_Goal of the exercise_: From the data below, extract each line containing the string "every", and copy those lines out unchanged.

_Segmentation dataset excerpts_:
## begin

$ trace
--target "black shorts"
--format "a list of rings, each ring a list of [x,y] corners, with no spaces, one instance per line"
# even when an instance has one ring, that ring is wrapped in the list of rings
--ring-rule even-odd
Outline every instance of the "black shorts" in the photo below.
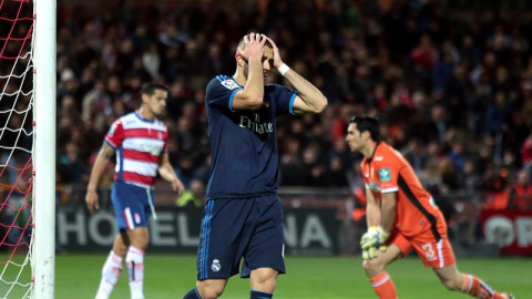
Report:
[[[208,199],[197,248],[197,279],[243,278],[257,268],[285,274],[284,215],[275,194]]]

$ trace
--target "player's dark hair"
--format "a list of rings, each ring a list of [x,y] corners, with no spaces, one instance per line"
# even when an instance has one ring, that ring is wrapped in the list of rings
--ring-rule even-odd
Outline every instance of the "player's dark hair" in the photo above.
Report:
[[[152,96],[156,90],[168,92],[168,87],[166,85],[155,83],[155,82],[147,82],[142,84],[141,94]]]
[[[357,124],[357,130],[360,133],[368,131],[369,136],[371,137],[372,141],[375,142],[380,141],[379,120],[368,115],[360,115],[360,116],[352,116],[349,123]]]
[[[238,41],[238,47],[242,48],[242,50],[246,50],[246,43],[244,42],[244,38],[245,38],[245,37],[249,37],[249,34],[252,34],[252,33],[248,33],[248,34],[242,37],[242,39]],[[273,45],[268,40],[266,40],[266,42],[264,43],[264,45],[274,49],[274,45]]]

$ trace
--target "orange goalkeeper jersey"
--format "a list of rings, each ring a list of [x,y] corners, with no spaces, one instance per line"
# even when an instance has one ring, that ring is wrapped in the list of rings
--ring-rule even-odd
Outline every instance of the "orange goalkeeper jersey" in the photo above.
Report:
[[[441,238],[437,224],[444,221],[443,216],[399,152],[380,142],[374,155],[364,158],[361,168],[366,188],[371,190],[379,206],[382,194],[397,193],[395,229],[406,237],[431,229],[437,240]]]

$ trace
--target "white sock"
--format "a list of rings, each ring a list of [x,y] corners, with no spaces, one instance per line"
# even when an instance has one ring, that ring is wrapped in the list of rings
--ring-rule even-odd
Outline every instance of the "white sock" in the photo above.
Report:
[[[144,251],[130,246],[125,264],[127,264],[127,276],[130,277],[131,298],[144,299]]]
[[[102,279],[98,288],[96,299],[108,299],[119,281],[120,272],[122,271],[122,257],[114,254],[113,250],[109,254],[108,260],[102,268]]]

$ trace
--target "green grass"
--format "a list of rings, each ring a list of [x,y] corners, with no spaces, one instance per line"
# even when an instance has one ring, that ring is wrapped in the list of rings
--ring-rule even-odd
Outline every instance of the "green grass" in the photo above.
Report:
[[[55,298],[94,298],[104,255],[61,255],[55,260]],[[288,275],[277,281],[275,298],[376,298],[359,257],[287,257]],[[461,271],[481,277],[518,299],[532,298],[532,259],[459,259]],[[0,265],[2,270],[3,265]],[[149,254],[145,260],[146,298],[183,298],[195,283],[195,257]],[[8,271],[9,272],[9,271]],[[467,298],[447,291],[431,269],[417,258],[399,260],[388,272],[401,299]],[[222,298],[248,298],[249,281],[233,277]],[[0,286],[0,290],[2,286]],[[0,297],[3,296],[0,292]],[[112,298],[129,298],[125,271]],[[8,298],[20,298],[10,295]]]

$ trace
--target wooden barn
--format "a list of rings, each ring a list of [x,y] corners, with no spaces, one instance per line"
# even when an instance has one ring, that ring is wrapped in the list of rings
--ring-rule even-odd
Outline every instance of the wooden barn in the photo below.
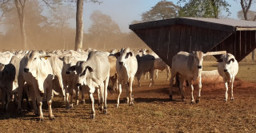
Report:
[[[240,61],[256,48],[255,22],[177,18],[130,25],[130,29],[170,66],[179,51],[226,51]]]

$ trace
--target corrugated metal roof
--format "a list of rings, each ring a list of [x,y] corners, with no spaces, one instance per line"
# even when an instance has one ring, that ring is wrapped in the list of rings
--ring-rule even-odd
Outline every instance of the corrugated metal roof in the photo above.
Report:
[[[256,30],[255,22],[236,19],[217,19],[202,18],[176,18],[171,19],[154,21],[130,25],[130,29],[134,30],[139,29],[169,26],[178,24],[209,28],[228,32],[234,32],[236,30]]]

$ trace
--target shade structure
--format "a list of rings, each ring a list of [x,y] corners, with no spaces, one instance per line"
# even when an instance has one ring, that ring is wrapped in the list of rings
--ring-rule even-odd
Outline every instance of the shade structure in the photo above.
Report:
[[[176,18],[130,25],[169,66],[179,51],[226,51],[238,61],[256,48],[256,22],[235,19]]]

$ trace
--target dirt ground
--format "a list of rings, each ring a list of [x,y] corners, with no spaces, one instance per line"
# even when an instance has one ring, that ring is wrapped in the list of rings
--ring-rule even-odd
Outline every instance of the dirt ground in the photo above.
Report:
[[[134,104],[124,100],[115,108],[117,94],[108,95],[108,112],[103,114],[95,104],[96,118],[90,119],[88,96],[85,104],[66,110],[60,97],[54,97],[54,120],[48,118],[47,105],[43,104],[43,121],[26,110],[17,114],[13,103],[7,115],[0,113],[1,132],[256,132],[256,83],[236,79],[234,101],[224,101],[223,83],[202,84],[199,104],[190,104],[190,90],[185,88],[186,101],[182,102],[178,88],[174,88],[174,101],[169,100],[169,83],[166,73],[160,72],[155,84],[147,86],[142,80],[141,88],[134,85]],[[198,88],[194,96],[197,98]],[[94,98],[96,98],[94,95]],[[97,100],[95,100],[97,102]]]

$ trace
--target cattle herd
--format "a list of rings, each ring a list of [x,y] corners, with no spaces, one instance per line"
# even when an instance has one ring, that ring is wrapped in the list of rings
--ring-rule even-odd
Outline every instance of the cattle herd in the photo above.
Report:
[[[79,93],[82,102],[85,102],[85,94],[88,94],[91,101],[90,118],[95,118],[94,98],[98,93],[98,107],[102,113],[107,112],[107,92],[109,82],[111,81],[111,92],[118,93],[116,107],[119,106],[122,88],[126,89],[126,102],[134,104],[132,94],[134,78],[138,80],[138,87],[141,86],[142,75],[148,76],[149,87],[154,85],[157,70],[166,69],[170,80],[170,99],[172,100],[172,86],[176,77],[179,84],[182,98],[186,100],[183,92],[183,83],[186,81],[193,96],[193,81],[198,79],[199,92],[196,103],[201,96],[203,57],[220,54],[215,53],[203,53],[194,51],[191,53],[179,52],[172,60],[171,77],[169,79],[170,67],[154,53],[148,53],[144,49],[134,50],[122,48],[120,50],[109,52],[88,49],[78,50],[30,50],[0,53],[0,90],[2,106],[7,113],[10,101],[14,100],[18,105],[17,111],[22,111],[21,103],[24,98],[32,101],[33,111],[39,115],[38,120],[43,119],[42,105],[43,101],[48,104],[50,119],[54,119],[51,104],[54,95],[63,97],[66,109],[79,103]],[[231,88],[231,100],[234,100],[233,83],[238,71],[238,64],[230,53],[223,53],[218,60],[218,72],[223,77],[226,88],[226,99],[228,98],[228,85]],[[155,71],[156,70],[156,71]],[[156,73],[154,74],[154,72]],[[217,70],[216,70],[217,72]],[[30,102],[27,108],[30,108]]]

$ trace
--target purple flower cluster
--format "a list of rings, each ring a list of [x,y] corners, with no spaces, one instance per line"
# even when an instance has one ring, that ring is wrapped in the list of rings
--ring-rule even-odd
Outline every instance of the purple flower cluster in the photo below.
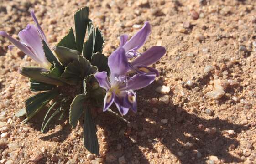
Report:
[[[129,41],[127,35],[120,36],[120,46],[109,57],[110,81],[105,72],[95,74],[100,86],[107,91],[103,111],[114,102],[122,115],[126,114],[130,108],[136,112],[136,94],[134,91],[147,86],[159,76],[157,70],[148,66],[166,53],[165,48],[153,46],[142,54],[137,51],[144,44],[150,31],[150,25],[147,22]]]
[[[52,64],[45,56],[42,42],[43,40],[47,43],[45,35],[35,15],[34,10],[31,10],[30,13],[36,26],[28,24],[26,28],[20,31],[18,36],[21,41],[11,37],[5,31],[0,31],[0,36],[7,38],[14,45],[9,46],[9,49],[16,46],[40,65],[49,69]]]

## end

_Solution for this problem_:
Outline every instance of the "black shorts" in the photo below.
Outline every instance of the "player's dark hair" in the photo above.
Outline every instance of the "orange goalkeeper jersey" in the photo above.
Outline every instance of the "white sock" in the photo above.
Outline every instance of the "green grass" in the photo above.
Outline every instance of the wooden barn in the photo below.
Outline every instance of the corrugated metal roof in the photo above.
Outline every instance of the shade structure in the photo above.
Outline every instance of the dirt ground in the photo above.
Outline every instance of the cattle herd in the photo above.
Outline every instance of the purple flower cluster in the photo below.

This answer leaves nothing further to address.